=== What the exercise asks ===
Will you write out all the entries below exactly?

=== Data extract ===
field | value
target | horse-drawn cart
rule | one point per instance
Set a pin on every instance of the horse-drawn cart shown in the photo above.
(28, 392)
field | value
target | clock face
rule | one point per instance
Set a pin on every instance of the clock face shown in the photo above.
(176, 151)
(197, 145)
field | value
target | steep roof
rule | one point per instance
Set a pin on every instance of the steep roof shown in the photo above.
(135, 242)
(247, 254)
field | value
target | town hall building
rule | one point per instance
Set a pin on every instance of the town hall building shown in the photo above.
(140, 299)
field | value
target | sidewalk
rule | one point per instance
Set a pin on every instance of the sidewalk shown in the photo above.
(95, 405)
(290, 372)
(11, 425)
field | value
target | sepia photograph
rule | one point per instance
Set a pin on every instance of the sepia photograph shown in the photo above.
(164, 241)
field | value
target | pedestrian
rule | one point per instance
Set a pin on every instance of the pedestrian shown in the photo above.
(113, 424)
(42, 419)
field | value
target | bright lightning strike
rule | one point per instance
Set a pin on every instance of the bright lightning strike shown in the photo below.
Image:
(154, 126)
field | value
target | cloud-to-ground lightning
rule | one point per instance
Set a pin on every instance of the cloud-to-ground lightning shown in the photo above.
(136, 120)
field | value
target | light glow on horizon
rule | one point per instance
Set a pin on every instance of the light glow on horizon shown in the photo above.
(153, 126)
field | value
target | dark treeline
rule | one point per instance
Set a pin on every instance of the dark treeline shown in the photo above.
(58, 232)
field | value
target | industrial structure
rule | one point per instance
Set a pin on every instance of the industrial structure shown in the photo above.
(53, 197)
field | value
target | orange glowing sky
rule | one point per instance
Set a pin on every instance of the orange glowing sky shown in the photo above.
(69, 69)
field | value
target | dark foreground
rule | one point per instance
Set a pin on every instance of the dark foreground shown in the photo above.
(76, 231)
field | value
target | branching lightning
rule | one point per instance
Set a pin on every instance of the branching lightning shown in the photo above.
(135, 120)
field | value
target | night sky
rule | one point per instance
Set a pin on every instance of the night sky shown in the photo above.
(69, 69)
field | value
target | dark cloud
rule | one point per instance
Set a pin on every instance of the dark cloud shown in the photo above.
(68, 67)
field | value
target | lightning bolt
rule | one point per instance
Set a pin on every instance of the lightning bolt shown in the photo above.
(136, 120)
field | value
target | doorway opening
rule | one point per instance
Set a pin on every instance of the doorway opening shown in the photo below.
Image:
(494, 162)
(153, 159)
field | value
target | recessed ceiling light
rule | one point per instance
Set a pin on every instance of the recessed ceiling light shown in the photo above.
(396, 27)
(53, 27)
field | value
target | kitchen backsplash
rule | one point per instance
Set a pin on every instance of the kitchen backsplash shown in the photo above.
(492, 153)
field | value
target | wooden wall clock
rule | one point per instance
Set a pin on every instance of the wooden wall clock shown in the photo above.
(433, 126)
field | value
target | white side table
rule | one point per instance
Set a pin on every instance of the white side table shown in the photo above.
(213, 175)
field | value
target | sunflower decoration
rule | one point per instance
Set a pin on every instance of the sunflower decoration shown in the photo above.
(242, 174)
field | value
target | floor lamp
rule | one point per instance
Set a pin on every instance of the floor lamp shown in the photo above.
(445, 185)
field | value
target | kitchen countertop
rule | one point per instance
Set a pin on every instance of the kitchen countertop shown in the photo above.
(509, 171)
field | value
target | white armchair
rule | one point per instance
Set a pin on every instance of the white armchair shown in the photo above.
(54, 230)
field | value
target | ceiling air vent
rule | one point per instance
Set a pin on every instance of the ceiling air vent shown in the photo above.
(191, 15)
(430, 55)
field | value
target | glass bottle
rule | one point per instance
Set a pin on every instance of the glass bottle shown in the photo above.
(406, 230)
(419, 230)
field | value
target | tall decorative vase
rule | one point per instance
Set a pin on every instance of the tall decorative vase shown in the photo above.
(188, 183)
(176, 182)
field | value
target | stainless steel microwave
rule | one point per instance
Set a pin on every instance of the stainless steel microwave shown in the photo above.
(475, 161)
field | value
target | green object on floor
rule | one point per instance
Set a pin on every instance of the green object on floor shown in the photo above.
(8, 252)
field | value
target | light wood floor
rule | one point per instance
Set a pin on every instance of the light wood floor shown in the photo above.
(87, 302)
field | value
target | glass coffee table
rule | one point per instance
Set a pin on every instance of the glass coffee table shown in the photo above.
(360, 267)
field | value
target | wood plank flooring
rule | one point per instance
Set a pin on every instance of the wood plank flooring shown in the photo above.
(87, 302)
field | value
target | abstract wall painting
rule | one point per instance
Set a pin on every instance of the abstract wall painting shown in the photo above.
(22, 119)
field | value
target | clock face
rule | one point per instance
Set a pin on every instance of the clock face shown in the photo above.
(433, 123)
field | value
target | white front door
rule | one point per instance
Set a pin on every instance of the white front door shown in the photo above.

=== Worked solution ===
field | value
target | horse-drawn cart
rule | one point per instance
Set a pin on every instance of the horse-drawn cart shown in the photo above.
(28, 392)
field | value
target | clock face
rule | one point per instance
Set a pin on every instance of the clock face shown in the photo above.
(176, 151)
(197, 145)
field | value
target | steep roof
rule | one point per instance
Set a pin on every instance of the steep roof shown in the photo above.
(135, 242)
(247, 254)
field | value
target | town hall building
rule | one point per instance
Set a pin on every instance of the town hall building shown in the photo above.
(140, 299)
field | value
target | sidewalk
rule | one point per instance
Set a pin on every instance of the sidewalk shown in the photo above.
(95, 405)
(290, 372)
(11, 425)
field | value
target | sepia photograph
rule | one point per instance
Set a pin on every instance of the sepia photograph shown in the photo above.
(164, 241)
field | value
target | pedestrian
rule | one point per instance
Set a pin on every instance of the pedestrian shown in the photo above.
(113, 424)
(42, 419)
field | value
target | bright lightning strike
rule | one point per instance
Set a pin on every instance of the bright lightning strike shown in the photo below.
Image:
(154, 126)
field | value
target | cloud-to-ground lightning
rule | one point per instance
Set a pin on every instance of the cloud-to-ground lightning shown in the photo above.
(136, 120)
field | value
target | light glow on horizon
rule | one point per instance
Set a pin on every instance of the light glow on horizon shown in the photo above.
(153, 126)
field | value
target | dark treeline
rule | one point per instance
Set a pin on every instance of the dark treeline shown in the photo above.
(58, 232)
field | value
target | industrial structure
rule | one point per instance
Set a pin on every instance of the industrial structure shown in the photo above.
(53, 197)
field | value
target | orange glowing sky
rule | one point per instance
Set a pin on every instance of the orange glowing sky shown in the photo above.
(69, 69)
field | value
target | dark foreground
rule | one point per instance
Set a pin on every instance of the dark foreground shown in the photo above.
(76, 231)
field | value
target | branching lightning
rule | one point per instance
Set a pin on every instance of the branching lightning shown in the photo above.
(135, 120)
field | value
target | night sky
rule | one point per instance
Set a pin on every instance of the night sky shown in the photo above.
(69, 69)
field | value
target | dark cloud
rule | one point per instance
Set a pin on every instance of the dark cloud shown in the photo above.
(68, 67)
field | value
target | lightning bolt
rule | one point per instance
Set a pin on every instance of the lightning bolt shown in the photo above.
(136, 120)
field | value
target | doorway opening
rule | one point per instance
Set a pin on every instance of the doorway opening shown in the photo below.
Image:
(494, 162)
(153, 159)
field | value
target | recessed ceiling light
rule | one point per instance
Set a pin on every instance of the recessed ceiling light shown in the photo above.
(396, 27)
(53, 27)
field | value
target | kitchen backsplash
rule | one point per instance
Set a pin on every instance of the kitchen backsplash shown in the photo above.
(492, 153)
field | value
target | wooden wall clock
rule | one point per instance
Set a pin on every instance of the wooden wall clock shown in the photo above.
(433, 126)
field | value
target | white side table
rule | one point per instance
Set a pin on every instance of the white side table shown in the photo above.
(213, 175)
field | value
target | sunflower decoration
rule | one point per instance
Set a pin on every instance of the sunflower decoration shown in the photo above.
(242, 174)
field | value
target | floor lamp
rule | one point per instance
Set a pin on every instance of the floor lamp shown in the photo above.
(445, 185)
field | value
target | kitchen countertop
rule | one point per instance
Set a pin on every instance of the kitchen countertop shown in the photo above.
(509, 171)
field | value
target | white armchair
rule | one point per instance
Set a pin on every instance of the white armchair shown in the photo above.
(54, 230)
field | value
target | ceiling air vent
rule | one point per instance
Set a pin on every instance of the ceiling air vent shown in the photo above.
(191, 15)
(430, 55)
field | value
target | glass bottle
rule | one point per instance
Set a pin on every instance of the glass bottle shown in the photo above.
(406, 230)
(419, 230)
field | value
target | tall decorative vase
rule | one point per instance
Set a pin on every instance of the tall decorative vase shown in the photo above.
(188, 183)
(176, 182)
field | value
target | stainless steel microwave
rule | one point per instance
Set a pin on every instance of the stainless steel microwave shown in the photo above.
(475, 161)
field | value
target | green object on floor
rule | one point per instance
Set a pin on every instance of the green object on floor shown in the photo above.
(8, 252)
field | value
target | light wood floor
rule | one point per instance
Set a pin on every instance of the light wood floor shown in the photo above.
(87, 302)
field | value
target | glass coffee table
rule | one point per instance
Set a pin on every instance of the glass coffee table shown in the photo above.
(360, 267)
field | value
target | wood plank flooring
rule | one point per instance
Set a pin on every instance of the wood plank flooring shown in the photo above.
(87, 302)
field | value
target | abstract wall painting
rule | one point per instance
Set a pin on every instance of the abstract wall painting shown in the photo above.
(22, 119)
field | value
target | clock face
rule | one point per instance
Set a pin on every instance of the clock face shown in the photo above.
(433, 123)
field | value
target | white front door
rule | one point per instance
Set a pin on every instance of the white front door shown in the photo above.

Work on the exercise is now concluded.